• **WHAT TO DO**: Could you lay out every line of the items below as a JSON list of strings, one string per line, with blank lines left out?

• **SOURCE MATERIAL**:
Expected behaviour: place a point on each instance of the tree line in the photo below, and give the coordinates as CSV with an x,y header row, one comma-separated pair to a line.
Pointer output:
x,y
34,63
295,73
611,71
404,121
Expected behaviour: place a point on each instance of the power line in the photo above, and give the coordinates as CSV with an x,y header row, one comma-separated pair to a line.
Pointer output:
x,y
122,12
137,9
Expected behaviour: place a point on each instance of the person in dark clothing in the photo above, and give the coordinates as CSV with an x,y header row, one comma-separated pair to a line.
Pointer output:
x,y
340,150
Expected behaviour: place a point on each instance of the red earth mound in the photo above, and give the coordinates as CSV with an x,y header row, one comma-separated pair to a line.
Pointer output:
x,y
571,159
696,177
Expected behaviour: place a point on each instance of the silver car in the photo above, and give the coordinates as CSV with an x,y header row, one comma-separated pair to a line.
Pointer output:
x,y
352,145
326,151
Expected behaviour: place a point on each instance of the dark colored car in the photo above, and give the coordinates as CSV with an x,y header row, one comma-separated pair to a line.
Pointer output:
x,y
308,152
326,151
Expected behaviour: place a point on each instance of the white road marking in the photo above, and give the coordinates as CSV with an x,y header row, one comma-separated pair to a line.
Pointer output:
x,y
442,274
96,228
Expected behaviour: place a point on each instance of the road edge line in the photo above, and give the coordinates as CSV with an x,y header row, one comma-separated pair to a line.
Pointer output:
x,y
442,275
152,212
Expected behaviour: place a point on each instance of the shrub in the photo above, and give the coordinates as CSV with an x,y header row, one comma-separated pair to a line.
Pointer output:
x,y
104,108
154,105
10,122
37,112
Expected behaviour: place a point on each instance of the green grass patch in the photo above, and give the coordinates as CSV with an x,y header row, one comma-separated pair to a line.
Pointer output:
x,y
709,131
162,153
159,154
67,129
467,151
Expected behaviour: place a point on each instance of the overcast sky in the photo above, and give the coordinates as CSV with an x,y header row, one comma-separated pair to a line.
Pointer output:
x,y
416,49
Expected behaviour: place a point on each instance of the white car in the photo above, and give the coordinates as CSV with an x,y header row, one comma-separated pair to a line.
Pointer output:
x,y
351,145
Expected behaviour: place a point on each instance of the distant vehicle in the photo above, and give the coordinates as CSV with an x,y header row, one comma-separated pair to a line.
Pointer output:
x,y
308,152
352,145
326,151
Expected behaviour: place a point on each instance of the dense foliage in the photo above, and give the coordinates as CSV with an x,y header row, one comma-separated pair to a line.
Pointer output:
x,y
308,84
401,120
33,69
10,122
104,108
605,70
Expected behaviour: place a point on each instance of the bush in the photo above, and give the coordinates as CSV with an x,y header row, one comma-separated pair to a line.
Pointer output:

• **ANSWER IN FULL**:
[
  "Expected behaviour: place a point on each instance of the tree line in the photo below, and give the coordinates as CSV with an x,y header row, one comma-separated pair to a line.",
  "Pointer output:",
  "x,y",
  "34,63",
  "295,73",
  "611,71",
  "404,121",
  "Expected behaviour: place a point on each instance of the power line in the photo above, and give the coordinates as CSV with an x,y header row, one comma-separated pair to a line.",
  "Pointer output:",
  "x,y",
  "122,12",
  "137,9",
  "Expected behaviour: place a point on each instance of the person in dark clothing in the photo above, and give the coordinates as CSV with an x,y header row, one comma-separated pair to a line.",
  "Pointer output:",
  "x,y",
  "340,150",
  "Expected behaviour: place a point on each instance of the red earth mound in the photo above, and give the coordinates as CSV with an x,y header row, one comma-separated pair to a line.",
  "Pointer output:",
  "x,y",
  "571,159",
  "696,177",
  "Expected behaviour: place a point on each instance of the silver car in the photo above, and give the coordinates as CSV with an x,y header row, one comma-separated pair to a line.",
  "Pointer output:",
  "x,y",
  "352,145",
  "326,151",
  "Expected behaviour: place a point on each instance of the dark colored car in the photo above, and give the coordinates as CSV with an x,y header row, one comma-separated pair to a line.",
  "Pointer output:",
  "x,y",
  "308,152",
  "326,151",
  "Expected behaviour: place a point on each instance of the white road marking in the photo above, and give the coordinates as CSV with an x,y header row, one comma-separated pair to a line.",
  "Pointer output:",
  "x,y",
  "442,274",
  "96,228",
  "Expected behaviour: place a point on each instance of the road edge line in the photo above, and give the coordinates as CSV with an x,y header row, one comma-separated pair to a line.",
  "Pointer output:",
  "x,y",
  "442,275",
  "152,212",
  "Expected behaviour: place a point on each instance of the shrub in the photo above, and give the coordinates as CSV with an x,y header row, one comma-separated pair to a line.",
  "Pointer output:",
  "x,y",
  "104,108",
  "154,105",
  "10,122",
  "37,112",
  "Expected behaviour: place a point on each instance of the green grass patch in the photo above, and give the coordinates as CSV with an x,y header row, one comma-separated pair to a line.",
  "Pointer output:",
  "x,y",
  "709,131",
  "162,153",
  "159,154",
  "67,129",
  "467,151",
  "Expected behaviour: place a point on each instance of the overcast sky in the photo above, and give the coordinates as CSV with an x,y header row, one comma-separated pair to a line.",
  "Pointer output:",
  "x,y",
  "416,49",
  "Expected behaviour: place a point on each instance of the white car in the photo above, and give the coordinates as CSV with an x,y header row, one comma-separated pair to a line.",
  "Pointer output:",
  "x,y",
  "351,145",
  "Expected behaviour: place a point on each instance of the distant vehicle in the photo above, and give the coordinates as CSV with an x,y header row, one comma-separated pair to a line.",
  "Pointer output:",
  "x,y",
  "308,152",
  "352,145",
  "326,151",
  "Expected behaviour: place a point on each instance of the dense foliage in the photo above, and give the coordinates as CSV with an x,y header row, one comma-separated pair to a line.",
  "Pointer output:",
  "x,y",
  "308,84",
  "401,120",
  "33,69",
  "10,122",
  "104,108",
  "605,70",
  "Expected behaviour: place a point on each instance of the bush in the photo above, and give the coordinates as CSV with an x,y header row, one comma-separated pair to a line.",
  "Pointer output:"
]